*What to work on*
1. Translate the sentence "Yet in each case something was missing." from the essay on scenario planning into Spanish.
2. Reproduce the part of the essay on scenario planning between "At that time, GE" and "to current decisions.", inclusive.

FROM SCENARIO THINKING TO STRATEGIC ACTION

by Ian Wilson

Principal

Wolf Enterprises

One day in the fall of 1976 I arranged a meeting between Pierre Wack, who at that time headed Royal Dutch/Shell’s Business Environment component, and some of my colleagues in General Electric’s strategic planning staff. The focus of our discussion was to be the role of scenarios in corporate planning.

At that time, GE had, arguably, the most elaborate and sophisticated strategic planning system in the corporate world, and Shell was enjoying an international reputation for its pioneering scenarios work. Yet in each case something was missing. Wack was convinced that his scenarios needed a tighter linkage to strategic planning and decision-making if they were ever to engage operations managers seriously and continuously. And GE, still shaken and puzzled by the fallout from the first “oil shock,” needed to ground its strategy in an assessment of the future that acknowledged, more explicitly, the inherent uncertainties that then marked the future business environment. The two parties thus came to this discussion from differing points of view, but focused on the same central need: linking perceptions about the future to current decisions.

This meeting marked a turning point in my recognition of the critical importance of strengthening the connection between scenario development and strategic action. From this point forward I recognized that, although developing coherent, imaginative and useful scenarios is certainly important, translating the implications of the scenarios into executive decisions and, ultimately, into strategic action was the ultimate reason and justification for the exercise.

Cultural Barriers to Implementation

Scenarios are not an end in themselves. They are a management tool to improve the quality of executive decisionmaking. Yet experience shows that actually using scenarios for this purpose turns out to be a more perplexing problem than the scenario-development process itself. As in the larger domain of strategy, implementation -- execution -- turns out to be the crucial issue.

*Dataset*
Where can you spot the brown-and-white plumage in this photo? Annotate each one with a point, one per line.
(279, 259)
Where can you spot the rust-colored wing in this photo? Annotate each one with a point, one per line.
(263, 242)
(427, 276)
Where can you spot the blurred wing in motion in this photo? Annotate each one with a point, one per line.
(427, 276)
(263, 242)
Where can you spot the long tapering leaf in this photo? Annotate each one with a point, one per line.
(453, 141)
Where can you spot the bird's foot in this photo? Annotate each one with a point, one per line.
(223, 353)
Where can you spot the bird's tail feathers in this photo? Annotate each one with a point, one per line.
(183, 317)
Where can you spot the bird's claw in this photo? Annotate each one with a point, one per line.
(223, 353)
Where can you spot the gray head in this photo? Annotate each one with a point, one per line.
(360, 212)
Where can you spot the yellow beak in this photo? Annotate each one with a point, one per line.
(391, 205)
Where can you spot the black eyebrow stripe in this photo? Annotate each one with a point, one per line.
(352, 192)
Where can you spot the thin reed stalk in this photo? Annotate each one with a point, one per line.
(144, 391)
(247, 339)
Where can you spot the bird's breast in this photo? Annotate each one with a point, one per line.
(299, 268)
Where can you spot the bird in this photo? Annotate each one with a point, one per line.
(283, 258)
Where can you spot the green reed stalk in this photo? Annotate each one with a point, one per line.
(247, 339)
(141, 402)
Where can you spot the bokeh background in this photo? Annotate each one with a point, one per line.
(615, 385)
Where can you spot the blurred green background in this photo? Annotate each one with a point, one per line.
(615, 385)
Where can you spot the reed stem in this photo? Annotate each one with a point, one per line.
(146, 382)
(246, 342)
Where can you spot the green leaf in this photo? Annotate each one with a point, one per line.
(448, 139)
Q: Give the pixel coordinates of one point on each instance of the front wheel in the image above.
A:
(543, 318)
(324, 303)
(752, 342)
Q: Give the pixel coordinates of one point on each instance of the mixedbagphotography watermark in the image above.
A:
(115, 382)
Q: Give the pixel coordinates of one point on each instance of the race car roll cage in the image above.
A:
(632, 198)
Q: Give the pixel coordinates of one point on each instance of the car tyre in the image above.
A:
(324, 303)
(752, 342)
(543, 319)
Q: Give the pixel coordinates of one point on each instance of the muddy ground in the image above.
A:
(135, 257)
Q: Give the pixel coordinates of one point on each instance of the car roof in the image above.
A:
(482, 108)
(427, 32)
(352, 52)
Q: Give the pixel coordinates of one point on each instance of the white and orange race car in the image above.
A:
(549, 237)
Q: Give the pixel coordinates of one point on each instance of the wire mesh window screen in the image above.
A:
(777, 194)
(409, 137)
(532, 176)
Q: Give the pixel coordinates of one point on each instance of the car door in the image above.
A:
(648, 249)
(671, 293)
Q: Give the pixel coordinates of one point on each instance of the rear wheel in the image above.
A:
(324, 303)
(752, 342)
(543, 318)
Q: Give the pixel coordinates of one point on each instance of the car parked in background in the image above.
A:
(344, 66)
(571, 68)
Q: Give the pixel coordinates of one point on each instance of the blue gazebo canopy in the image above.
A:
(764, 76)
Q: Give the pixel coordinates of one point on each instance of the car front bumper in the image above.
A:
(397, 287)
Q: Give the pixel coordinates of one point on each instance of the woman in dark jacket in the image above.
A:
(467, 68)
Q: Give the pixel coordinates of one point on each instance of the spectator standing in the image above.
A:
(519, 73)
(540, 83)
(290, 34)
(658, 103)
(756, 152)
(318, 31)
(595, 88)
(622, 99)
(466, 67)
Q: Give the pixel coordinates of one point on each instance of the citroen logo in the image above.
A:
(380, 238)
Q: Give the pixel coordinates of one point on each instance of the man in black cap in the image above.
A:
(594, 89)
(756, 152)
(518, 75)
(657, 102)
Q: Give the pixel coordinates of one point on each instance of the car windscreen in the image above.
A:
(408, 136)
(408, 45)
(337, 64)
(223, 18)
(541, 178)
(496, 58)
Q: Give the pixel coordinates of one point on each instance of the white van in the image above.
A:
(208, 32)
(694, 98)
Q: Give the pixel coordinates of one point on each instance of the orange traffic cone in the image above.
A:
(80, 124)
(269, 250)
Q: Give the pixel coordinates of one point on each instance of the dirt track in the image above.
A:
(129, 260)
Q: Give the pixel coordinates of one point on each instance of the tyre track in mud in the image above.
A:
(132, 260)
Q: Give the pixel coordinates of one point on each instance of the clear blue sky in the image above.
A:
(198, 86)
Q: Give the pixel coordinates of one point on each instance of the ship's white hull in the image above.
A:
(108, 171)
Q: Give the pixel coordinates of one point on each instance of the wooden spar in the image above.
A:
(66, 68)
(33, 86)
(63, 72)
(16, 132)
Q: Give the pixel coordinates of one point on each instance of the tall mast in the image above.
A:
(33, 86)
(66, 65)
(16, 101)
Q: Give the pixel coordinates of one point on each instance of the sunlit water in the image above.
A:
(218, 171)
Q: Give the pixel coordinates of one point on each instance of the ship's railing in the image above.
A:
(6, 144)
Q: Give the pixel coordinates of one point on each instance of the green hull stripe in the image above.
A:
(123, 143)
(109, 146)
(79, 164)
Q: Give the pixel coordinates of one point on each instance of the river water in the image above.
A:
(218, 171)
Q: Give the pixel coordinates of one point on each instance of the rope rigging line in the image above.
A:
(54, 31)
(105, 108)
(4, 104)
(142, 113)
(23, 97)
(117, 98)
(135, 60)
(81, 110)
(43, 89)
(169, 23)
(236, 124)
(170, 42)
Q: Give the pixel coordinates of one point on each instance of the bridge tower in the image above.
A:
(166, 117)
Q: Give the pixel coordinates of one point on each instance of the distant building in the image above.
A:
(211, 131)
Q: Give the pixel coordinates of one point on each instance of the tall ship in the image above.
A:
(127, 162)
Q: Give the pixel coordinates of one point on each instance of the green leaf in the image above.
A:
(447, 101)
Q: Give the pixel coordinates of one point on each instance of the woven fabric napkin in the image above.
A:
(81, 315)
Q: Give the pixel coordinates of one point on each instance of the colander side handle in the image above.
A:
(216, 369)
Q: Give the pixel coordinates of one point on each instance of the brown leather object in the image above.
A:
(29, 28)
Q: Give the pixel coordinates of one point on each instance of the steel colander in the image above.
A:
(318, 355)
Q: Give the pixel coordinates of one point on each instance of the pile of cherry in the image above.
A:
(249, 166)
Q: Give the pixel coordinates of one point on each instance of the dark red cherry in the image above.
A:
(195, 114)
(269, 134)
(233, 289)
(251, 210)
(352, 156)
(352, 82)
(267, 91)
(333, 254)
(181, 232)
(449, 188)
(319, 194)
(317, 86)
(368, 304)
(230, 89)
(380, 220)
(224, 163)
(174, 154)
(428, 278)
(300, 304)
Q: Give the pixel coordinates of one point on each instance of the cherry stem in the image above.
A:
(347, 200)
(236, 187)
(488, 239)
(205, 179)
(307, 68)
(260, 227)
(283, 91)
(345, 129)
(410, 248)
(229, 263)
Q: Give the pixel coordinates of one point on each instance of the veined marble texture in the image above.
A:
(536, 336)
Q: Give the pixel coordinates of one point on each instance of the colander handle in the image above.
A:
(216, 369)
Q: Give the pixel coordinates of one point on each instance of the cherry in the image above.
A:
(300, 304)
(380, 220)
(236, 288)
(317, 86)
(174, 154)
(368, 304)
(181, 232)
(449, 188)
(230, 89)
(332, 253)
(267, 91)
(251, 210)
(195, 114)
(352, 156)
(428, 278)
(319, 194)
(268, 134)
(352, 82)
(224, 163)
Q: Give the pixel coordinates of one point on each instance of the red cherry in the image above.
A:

*Responses to the exercise*
1. Sin embargo, en cada caso faltaba algo.

2.
At that time, GE had, arguably, the most elaborate and sophisticated strategic planning system in the corporate world, and Shell was enjoying an international reputation for its pioneering scenarios work. Yet in each case something was missing. Wack was convinced that his scenarios needed a tighter linkage to strategic planning and decision-making if they were ever to engage operations managers seriously and continuously. And GE, still shaken and puzzled by the fallout from the first “oil shock,” needed to ground its strategy in an assessment of the future that acknowledged, more explicitly, the inherent uncertainties that then marked the future business environment. The two parties thus came to this discussion from differing points of view, but focused on the same central need: linking perceptions about the future to current decisions.